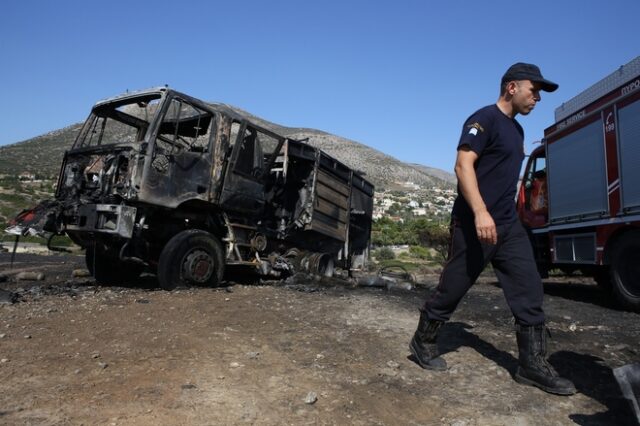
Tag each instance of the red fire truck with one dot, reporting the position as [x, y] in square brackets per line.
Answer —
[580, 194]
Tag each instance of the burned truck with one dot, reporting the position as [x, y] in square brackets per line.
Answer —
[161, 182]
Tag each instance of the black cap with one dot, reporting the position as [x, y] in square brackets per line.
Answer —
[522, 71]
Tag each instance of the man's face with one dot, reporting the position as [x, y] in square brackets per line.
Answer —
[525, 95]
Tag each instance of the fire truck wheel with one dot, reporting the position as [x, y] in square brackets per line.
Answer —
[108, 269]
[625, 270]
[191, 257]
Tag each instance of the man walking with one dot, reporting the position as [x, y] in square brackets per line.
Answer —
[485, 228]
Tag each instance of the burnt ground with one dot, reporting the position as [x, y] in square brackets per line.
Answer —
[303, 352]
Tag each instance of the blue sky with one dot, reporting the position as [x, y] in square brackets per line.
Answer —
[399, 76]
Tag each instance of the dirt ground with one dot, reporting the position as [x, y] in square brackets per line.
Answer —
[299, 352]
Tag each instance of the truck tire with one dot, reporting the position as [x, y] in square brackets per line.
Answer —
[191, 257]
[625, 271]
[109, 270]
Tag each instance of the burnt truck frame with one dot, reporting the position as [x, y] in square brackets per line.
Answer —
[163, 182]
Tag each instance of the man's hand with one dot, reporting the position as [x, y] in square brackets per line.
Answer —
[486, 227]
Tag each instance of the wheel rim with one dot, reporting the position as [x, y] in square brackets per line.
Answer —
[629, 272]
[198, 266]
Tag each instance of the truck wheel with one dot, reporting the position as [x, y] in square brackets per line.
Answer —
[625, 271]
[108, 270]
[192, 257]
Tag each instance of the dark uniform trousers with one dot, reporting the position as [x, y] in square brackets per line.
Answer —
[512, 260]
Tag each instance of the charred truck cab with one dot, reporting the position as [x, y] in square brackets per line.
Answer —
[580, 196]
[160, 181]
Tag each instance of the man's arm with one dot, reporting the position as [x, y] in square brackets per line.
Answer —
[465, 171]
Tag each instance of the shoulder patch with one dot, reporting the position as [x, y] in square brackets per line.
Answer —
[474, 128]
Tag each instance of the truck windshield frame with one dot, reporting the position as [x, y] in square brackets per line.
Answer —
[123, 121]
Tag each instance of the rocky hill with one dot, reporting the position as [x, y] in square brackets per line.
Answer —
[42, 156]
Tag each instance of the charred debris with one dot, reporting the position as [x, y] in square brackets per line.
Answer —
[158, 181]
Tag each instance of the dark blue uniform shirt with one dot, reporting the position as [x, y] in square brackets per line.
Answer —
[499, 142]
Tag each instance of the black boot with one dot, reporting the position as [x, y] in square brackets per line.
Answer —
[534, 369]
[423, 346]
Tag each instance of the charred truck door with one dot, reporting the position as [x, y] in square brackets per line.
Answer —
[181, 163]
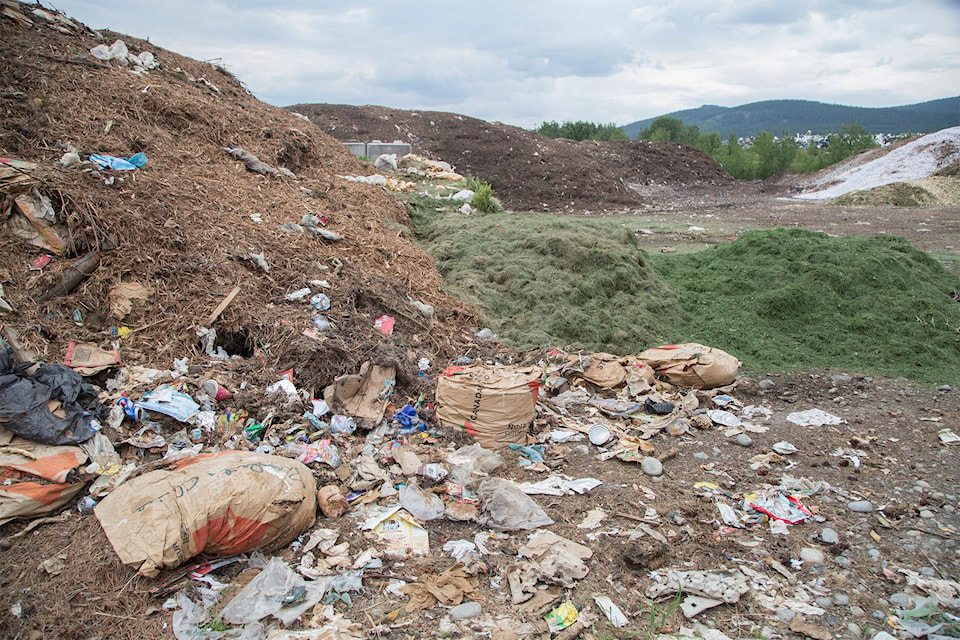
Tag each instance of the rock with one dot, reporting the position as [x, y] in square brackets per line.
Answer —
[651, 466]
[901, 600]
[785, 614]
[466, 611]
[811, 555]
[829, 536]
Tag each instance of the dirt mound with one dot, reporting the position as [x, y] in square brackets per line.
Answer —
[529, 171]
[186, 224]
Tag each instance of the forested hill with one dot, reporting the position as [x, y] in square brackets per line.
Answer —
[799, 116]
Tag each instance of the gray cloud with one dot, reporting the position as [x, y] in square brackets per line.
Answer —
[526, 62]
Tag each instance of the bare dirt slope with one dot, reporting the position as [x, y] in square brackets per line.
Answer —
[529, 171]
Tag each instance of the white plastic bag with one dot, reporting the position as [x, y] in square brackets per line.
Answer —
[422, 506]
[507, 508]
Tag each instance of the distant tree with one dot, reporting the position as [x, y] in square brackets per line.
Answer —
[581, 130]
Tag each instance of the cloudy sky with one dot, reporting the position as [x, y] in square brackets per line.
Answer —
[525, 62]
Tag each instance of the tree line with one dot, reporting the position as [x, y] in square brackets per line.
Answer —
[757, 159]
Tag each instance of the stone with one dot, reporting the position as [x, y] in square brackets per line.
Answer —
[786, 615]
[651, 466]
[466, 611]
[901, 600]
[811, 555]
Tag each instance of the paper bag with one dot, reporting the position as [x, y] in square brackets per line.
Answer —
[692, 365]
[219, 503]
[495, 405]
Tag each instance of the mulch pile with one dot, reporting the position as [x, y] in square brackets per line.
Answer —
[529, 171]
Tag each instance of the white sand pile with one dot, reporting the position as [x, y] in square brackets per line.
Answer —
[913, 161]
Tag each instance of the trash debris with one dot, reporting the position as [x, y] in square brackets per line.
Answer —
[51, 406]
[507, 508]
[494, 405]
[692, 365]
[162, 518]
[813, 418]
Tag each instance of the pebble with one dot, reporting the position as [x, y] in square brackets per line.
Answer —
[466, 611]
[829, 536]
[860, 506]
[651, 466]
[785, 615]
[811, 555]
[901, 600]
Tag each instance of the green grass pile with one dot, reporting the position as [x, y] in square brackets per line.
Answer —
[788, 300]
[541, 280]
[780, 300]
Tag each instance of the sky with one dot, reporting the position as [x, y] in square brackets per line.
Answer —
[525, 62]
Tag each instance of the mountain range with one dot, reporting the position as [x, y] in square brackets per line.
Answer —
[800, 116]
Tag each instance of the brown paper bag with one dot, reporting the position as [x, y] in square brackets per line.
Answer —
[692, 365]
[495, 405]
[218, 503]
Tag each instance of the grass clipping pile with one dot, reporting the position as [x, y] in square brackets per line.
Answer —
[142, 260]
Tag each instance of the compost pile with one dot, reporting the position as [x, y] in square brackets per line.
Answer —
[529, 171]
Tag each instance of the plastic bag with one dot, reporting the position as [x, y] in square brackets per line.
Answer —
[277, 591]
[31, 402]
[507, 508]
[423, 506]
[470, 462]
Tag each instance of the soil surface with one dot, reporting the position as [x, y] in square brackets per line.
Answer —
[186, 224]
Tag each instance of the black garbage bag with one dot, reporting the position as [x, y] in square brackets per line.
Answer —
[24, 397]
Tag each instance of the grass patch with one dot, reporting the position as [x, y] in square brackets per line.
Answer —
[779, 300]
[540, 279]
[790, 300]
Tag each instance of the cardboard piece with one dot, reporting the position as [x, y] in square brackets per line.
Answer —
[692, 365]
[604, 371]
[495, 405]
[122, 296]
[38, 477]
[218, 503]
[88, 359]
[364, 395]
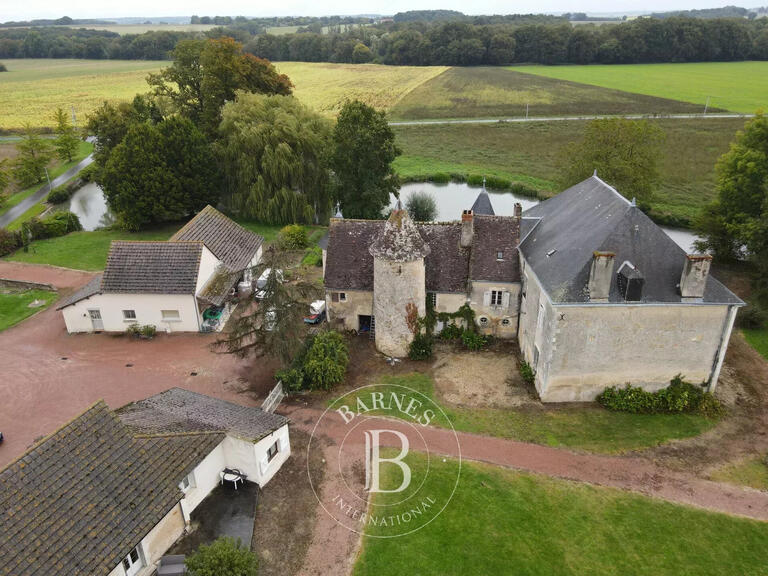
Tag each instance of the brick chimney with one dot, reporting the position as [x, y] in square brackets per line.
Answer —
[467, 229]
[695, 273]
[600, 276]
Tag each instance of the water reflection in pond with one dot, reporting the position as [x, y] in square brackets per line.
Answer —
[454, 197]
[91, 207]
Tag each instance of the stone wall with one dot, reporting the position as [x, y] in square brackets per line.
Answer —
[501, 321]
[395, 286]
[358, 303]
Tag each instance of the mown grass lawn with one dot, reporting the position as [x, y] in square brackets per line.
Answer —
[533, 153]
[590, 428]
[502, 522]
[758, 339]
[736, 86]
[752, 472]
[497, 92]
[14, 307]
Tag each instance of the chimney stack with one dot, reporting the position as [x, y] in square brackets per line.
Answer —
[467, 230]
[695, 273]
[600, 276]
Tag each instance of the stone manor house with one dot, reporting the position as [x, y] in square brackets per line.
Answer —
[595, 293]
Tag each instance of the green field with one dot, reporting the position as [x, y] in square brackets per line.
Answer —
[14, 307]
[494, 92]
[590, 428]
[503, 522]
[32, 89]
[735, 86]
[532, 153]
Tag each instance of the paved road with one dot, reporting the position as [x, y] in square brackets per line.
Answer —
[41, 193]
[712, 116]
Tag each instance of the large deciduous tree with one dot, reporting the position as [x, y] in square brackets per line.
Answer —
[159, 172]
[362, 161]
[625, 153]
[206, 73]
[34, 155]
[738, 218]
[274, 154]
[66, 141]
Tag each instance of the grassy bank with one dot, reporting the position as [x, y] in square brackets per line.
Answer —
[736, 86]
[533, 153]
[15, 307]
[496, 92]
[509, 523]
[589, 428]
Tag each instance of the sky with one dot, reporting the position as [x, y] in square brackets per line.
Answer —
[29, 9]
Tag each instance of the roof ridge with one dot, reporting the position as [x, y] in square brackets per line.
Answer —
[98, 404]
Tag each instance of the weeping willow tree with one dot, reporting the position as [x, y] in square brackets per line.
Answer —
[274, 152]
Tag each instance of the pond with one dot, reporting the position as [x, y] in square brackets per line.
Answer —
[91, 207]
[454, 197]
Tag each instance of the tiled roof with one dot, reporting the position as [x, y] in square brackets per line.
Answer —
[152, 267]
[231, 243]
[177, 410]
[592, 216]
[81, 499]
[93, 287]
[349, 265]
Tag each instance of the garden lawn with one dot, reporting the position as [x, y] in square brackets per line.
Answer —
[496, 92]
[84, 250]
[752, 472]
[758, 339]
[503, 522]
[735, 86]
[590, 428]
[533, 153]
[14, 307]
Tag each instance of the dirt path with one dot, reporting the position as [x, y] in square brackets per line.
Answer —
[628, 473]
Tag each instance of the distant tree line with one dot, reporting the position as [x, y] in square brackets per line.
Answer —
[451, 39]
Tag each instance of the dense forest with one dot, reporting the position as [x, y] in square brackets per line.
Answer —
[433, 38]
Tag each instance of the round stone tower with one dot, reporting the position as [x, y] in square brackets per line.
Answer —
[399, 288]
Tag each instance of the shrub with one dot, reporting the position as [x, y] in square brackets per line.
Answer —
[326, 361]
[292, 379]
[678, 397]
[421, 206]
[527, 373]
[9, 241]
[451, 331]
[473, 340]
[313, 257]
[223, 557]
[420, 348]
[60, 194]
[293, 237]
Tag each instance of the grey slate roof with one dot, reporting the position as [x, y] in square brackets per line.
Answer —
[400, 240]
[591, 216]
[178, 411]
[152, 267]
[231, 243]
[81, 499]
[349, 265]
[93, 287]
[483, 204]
——————————
◆ Task prompt: Exactly as they appear, please return only the lines from the first line of the records through the line containing "Tag each instance of the blue", both included, leaving out all pictures.

◆ Answer:
Tag each instance of the red fire truck with one dot, reporting the position as [x, y] in square brackets per line.
Answer —
[580, 194]
Tag each instance of the burned truck with one dot, reporting the position as [x, y] in square brackets per line.
Answer —
[161, 182]
Tag each instance of the black cap with one dot, reporting the position as [x, y] in square brackets per line.
Answer —
[522, 71]
Tag each instance of the man's face with one dot, reporting the position as [x, y] in square brackets per line.
Answer —
[525, 95]
Tag each instance of the fire truck wheel with one dot, reporting the position as [x, y] in square brackets per line.
Answer —
[108, 269]
[625, 270]
[191, 257]
Tag each instance of the man walking with one dot, reporting the position as [x, y] in square brackets per line.
Answer —
[485, 228]
Tag each instance of the burnt ground with one dot, reporting the position as [x, y] in square brackets per line.
Answer —
[303, 352]
Tag each instance of the blue sky with one dot, reporting the position as [x, y] in square brackets per line.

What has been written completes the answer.